== EXERCISE AIM ==
Reproduce only this part of the listing: the line with "Query: woman in pink headscarf", plus every line after it through the last.

== THE RECORDS ==
BEGIN

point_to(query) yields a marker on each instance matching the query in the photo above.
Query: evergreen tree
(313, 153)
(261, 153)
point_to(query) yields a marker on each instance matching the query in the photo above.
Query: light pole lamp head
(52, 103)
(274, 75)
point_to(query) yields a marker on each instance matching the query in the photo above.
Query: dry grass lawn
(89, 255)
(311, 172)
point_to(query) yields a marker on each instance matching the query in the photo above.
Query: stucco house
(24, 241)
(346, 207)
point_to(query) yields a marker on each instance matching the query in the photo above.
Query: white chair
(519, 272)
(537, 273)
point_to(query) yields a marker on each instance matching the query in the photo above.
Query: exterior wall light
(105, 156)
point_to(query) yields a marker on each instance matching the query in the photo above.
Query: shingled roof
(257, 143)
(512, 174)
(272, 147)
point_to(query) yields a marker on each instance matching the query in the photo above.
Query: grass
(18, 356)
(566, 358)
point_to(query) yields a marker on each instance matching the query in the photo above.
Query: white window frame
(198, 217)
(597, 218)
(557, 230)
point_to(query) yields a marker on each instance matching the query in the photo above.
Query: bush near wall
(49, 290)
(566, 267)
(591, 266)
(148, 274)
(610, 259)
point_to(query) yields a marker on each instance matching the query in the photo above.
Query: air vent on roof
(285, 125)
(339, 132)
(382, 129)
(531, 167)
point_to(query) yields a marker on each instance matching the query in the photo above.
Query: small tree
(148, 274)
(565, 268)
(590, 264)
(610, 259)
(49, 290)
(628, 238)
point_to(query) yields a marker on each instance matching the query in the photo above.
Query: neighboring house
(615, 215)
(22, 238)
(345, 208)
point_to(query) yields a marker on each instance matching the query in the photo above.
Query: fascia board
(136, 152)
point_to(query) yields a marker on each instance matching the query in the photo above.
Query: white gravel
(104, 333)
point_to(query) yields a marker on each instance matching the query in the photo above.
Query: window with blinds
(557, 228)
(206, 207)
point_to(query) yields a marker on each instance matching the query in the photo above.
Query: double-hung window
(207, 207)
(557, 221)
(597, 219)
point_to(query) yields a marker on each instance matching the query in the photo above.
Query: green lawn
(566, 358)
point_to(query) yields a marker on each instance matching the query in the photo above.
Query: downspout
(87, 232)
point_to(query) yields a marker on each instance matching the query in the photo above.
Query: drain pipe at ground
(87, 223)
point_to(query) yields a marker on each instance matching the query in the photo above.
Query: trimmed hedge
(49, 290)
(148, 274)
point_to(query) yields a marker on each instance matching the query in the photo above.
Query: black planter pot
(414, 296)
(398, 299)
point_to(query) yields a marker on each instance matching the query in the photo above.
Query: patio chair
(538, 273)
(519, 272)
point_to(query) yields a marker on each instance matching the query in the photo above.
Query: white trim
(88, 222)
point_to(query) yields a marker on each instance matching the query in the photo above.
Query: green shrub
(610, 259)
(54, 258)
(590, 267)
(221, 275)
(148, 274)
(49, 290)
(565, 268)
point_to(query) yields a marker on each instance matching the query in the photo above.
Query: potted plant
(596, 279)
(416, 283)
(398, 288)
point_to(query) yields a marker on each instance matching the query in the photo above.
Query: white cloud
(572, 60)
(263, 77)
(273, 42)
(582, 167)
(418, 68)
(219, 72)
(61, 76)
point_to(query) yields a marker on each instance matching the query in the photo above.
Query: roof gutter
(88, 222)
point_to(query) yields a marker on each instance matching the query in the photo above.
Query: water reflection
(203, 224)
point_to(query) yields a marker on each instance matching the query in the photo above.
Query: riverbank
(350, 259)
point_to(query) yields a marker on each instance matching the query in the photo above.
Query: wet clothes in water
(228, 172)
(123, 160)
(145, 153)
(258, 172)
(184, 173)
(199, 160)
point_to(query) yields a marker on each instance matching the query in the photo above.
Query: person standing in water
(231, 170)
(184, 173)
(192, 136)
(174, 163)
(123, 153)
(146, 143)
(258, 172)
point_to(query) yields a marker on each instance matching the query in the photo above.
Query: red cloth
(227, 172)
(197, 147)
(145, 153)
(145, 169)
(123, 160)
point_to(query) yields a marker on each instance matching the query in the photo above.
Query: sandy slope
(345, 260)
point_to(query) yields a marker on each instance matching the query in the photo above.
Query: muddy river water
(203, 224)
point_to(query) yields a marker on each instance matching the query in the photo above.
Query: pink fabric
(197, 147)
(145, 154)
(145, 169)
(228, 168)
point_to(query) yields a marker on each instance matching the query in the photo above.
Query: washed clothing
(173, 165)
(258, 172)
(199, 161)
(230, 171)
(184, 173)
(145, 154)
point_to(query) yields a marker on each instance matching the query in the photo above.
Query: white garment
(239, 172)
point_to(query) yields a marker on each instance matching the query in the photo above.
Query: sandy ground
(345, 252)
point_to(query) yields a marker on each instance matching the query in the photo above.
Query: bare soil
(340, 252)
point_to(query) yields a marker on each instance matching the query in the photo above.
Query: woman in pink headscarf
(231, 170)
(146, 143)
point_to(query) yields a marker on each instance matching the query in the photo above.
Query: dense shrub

END

== EXERCISE OUTPUT ==
Query: woman in pink headscarf
(231, 170)
(146, 143)
point_to(query) yields a marker on each instance matching the query in the photo above.
Query: dense shrub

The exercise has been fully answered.